____ Data entries

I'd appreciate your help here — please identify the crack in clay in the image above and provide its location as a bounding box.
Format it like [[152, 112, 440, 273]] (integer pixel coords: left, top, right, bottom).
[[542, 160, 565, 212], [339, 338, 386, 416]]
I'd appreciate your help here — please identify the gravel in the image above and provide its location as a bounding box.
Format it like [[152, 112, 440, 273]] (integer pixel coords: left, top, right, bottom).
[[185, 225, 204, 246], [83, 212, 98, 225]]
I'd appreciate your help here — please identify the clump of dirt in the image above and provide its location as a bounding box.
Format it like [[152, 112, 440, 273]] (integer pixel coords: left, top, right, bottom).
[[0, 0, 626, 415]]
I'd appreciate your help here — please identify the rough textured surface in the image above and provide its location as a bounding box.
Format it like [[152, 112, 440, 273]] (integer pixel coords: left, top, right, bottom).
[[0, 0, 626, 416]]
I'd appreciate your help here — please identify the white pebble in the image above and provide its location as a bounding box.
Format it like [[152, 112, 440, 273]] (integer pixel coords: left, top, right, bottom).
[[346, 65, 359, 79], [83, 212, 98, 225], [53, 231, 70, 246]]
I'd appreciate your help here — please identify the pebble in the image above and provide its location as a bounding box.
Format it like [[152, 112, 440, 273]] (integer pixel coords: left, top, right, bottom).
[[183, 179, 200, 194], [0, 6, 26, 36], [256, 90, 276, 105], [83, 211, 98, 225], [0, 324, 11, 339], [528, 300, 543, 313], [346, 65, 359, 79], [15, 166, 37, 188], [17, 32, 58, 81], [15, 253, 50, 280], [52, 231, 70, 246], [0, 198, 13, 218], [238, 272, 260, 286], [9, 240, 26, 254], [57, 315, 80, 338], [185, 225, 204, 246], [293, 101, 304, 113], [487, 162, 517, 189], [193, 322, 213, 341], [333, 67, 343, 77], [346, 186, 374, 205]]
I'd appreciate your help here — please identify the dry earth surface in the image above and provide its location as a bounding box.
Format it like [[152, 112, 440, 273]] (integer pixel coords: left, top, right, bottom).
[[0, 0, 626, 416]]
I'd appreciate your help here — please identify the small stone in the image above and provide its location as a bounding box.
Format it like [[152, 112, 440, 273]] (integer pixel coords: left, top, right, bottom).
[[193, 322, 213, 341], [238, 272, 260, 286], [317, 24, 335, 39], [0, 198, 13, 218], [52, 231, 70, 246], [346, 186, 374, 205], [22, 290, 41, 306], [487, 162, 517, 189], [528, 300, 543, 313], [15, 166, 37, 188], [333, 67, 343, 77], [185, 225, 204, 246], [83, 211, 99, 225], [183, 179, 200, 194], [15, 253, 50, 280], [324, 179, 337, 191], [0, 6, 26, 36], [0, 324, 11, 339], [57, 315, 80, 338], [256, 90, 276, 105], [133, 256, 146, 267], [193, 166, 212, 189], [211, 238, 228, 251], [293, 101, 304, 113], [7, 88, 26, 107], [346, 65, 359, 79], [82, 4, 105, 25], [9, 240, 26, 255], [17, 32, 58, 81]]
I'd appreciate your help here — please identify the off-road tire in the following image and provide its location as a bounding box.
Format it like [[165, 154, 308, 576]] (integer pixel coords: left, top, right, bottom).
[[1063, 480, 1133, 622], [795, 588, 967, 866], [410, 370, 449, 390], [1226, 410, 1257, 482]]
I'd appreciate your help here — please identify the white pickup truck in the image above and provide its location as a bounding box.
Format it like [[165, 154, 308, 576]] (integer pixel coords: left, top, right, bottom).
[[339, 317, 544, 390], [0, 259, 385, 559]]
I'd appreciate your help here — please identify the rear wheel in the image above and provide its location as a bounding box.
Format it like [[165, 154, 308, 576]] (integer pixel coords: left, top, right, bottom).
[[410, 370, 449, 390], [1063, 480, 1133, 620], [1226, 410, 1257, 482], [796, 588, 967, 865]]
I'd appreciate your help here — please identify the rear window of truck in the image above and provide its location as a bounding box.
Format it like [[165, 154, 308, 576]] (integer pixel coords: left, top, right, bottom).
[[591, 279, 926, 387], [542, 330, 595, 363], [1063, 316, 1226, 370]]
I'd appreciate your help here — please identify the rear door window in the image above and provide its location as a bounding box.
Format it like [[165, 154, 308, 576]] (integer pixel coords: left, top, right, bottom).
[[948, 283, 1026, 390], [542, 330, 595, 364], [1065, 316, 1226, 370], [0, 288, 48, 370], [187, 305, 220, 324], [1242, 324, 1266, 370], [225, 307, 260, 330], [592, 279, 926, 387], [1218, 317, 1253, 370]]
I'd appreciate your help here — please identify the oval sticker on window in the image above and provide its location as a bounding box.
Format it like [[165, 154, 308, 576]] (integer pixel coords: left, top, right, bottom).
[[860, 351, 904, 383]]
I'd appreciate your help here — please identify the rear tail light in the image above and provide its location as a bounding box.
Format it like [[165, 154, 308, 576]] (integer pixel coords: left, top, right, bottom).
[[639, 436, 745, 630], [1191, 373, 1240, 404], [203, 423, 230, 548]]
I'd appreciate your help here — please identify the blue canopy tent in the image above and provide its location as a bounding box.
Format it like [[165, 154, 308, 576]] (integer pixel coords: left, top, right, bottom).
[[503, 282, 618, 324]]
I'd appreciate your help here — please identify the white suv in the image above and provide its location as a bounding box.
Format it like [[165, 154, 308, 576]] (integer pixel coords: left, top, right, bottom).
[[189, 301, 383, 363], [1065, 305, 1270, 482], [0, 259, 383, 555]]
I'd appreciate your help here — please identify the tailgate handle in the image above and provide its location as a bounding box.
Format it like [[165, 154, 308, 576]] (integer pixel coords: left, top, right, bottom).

________

Copy all of the items above word for word.

● **Final result**
I'd appreciate your help here — please identify the crack in clay in the image above and provide its location as a bounding box.
Format it like [[152, 112, 440, 273]] (integer pixel coords: left, top, right, bottom).
[[542, 160, 565, 212], [339, 338, 386, 416]]
I'd appreciate your help here — please identify the gravel in the image above and provide its location as a bounding box.
Format it like [[152, 112, 440, 273]] (integer pixel coords: left, top, right, bottom).
[[185, 225, 204, 246], [83, 212, 98, 225]]
I'd appreciate your help here — please identify the clump of dirt in the image above and provide its location as a bounding box.
Format it like [[152, 112, 440, 273]] (integer pixel coords: left, top, right, bottom).
[[0, 0, 626, 415]]
I'd appreciate your help here — please identify the rough textured surface in the image above and provide its location as a bounding box.
Format it like [[152, 112, 440, 273]] (integer pixel coords: left, top, right, bottom).
[[0, 0, 626, 416]]
I'd appreciate your help here — please identify the white pebble in the image above and provide its location as a bounding box.
Format it like [[152, 112, 440, 273]] (integer pixel coords: left, top, right, bottom).
[[346, 65, 359, 79], [83, 212, 98, 225], [53, 231, 70, 246]]
I'd appreciate your help here — please identify the pebble in the image above and provide its location as a bounding box.
Format it like [[152, 112, 440, 273]] (integer pixel coords: left, top, right, bottom).
[[183, 179, 200, 194], [0, 6, 26, 36], [256, 90, 276, 105], [83, 211, 98, 225], [0, 324, 11, 339], [528, 300, 543, 313], [346, 65, 359, 79], [15, 166, 37, 188], [17, 32, 58, 81], [15, 253, 50, 280], [52, 231, 70, 246], [0, 198, 13, 218], [238, 272, 260, 286], [9, 240, 26, 254], [57, 315, 80, 338], [185, 225, 204, 246], [293, 101, 304, 113], [487, 162, 517, 189], [193, 322, 213, 341], [333, 67, 343, 77], [346, 186, 374, 205]]
I'd appreciate your help here — please identify the dry earth surface in the image above and provide its location as a bounding box.
Format it like [[152, 112, 440, 273]] (integer pixel coords: left, top, right, bottom).
[[0, 0, 626, 416]]
I'd appreciate your help here — please identify the small stone in the image above and provide its location as a bounding box.
Format it like [[152, 112, 440, 273]] (integer pixel coords: left, top, right, bottom).
[[193, 322, 213, 341], [238, 272, 260, 286], [317, 24, 335, 39], [0, 198, 13, 218], [52, 231, 70, 246], [346, 186, 374, 205], [22, 290, 41, 306], [487, 162, 517, 189], [528, 300, 543, 313], [15, 166, 37, 188], [333, 67, 343, 77], [185, 225, 204, 246], [83, 211, 99, 225], [183, 179, 200, 194], [15, 253, 50, 280], [324, 179, 337, 191], [0, 6, 26, 36], [0, 324, 11, 339], [57, 315, 80, 338], [256, 90, 276, 105], [133, 256, 146, 267], [193, 166, 212, 189], [211, 238, 228, 251], [293, 101, 304, 113], [7, 88, 26, 107], [346, 65, 359, 79], [82, 4, 105, 25], [9, 240, 26, 255], [17, 32, 58, 81]]
I'd appreciate your help here — please identify the off-road tire in the following image and provide its location as a bounding box.
Format it like [[165, 154, 308, 576]] (integer pixel coords: left, top, right, bottom).
[[1063, 480, 1133, 622], [795, 588, 967, 866], [410, 370, 449, 390], [1226, 410, 1257, 482]]
I'd appreciate your help here — please identify the white pickup truck in the image above and provide its location as a bounding box.
Format it like [[165, 154, 308, 576]] (integer pixel coords: left, top, right, bottom).
[[339, 317, 544, 390], [0, 259, 385, 559]]
I'd appreciate your help here — please identify the rear wheel in the image above and provide its location as a bounding box.
Format it like [[165, 154, 308, 576]] (integer pixel coords: left, top, right, bottom).
[[410, 370, 449, 390], [1063, 480, 1133, 620], [1226, 410, 1257, 482], [796, 588, 967, 865]]
I'd appreciate your help here — please identify the rear window of truck in the image above and provide its location as a bounding box.
Format it like [[165, 154, 308, 576]] (integer pixel coords: left, top, right, bottom).
[[591, 279, 926, 387], [542, 330, 595, 363], [1063, 316, 1226, 370]]
I'd appreciate your help here — please identify the rear door window in the image above and provide its location as a bounding box.
Format it like [[165, 154, 308, 576]] (integer pixel coords: left, top, right, bottom).
[[948, 283, 1026, 390], [542, 330, 595, 364], [1065, 316, 1226, 370], [0, 288, 48, 370], [187, 305, 220, 324], [1242, 324, 1266, 370], [225, 307, 260, 330], [592, 279, 926, 387], [1218, 317, 1253, 370]]
I'd appreciate your help here — please identify the oval sticker on window in the image above and provide its location as a bounding box.
Format it like [[165, 154, 308, 576]] (integer pixel coords: left, top, right, bottom).
[[860, 351, 904, 383]]
I'd appreciate your help here — please identify the rear tail light in the image above and provide its location as a bounding box.
Format it like [[165, 154, 308, 576]] (integer pixel coords: left, top, right, bottom).
[[639, 436, 745, 630], [1191, 373, 1240, 404], [203, 423, 230, 548]]
I'd appreciate your help here — please identify the blue canopy tent in the image above and provide its location as a bounding box.
Format it like [[165, 154, 308, 576]] (integer pixel coords: left, top, right, bottom).
[[503, 282, 618, 324]]
I'd appreciate your help here — please identify the white suv in the image above and provide its location as a bounding box.
Format it like [[165, 154, 308, 576]] (integer pixel coords: left, top, right, bottom).
[[189, 301, 383, 363], [1065, 305, 1270, 482], [0, 259, 383, 555]]
I'd appreciate your help here — please identify the tailgate handle in the image above and provide its location as a bounding box.
Format it like [[165, 154, 308, 576]] (integer pixel coords: left, top, right, bottom).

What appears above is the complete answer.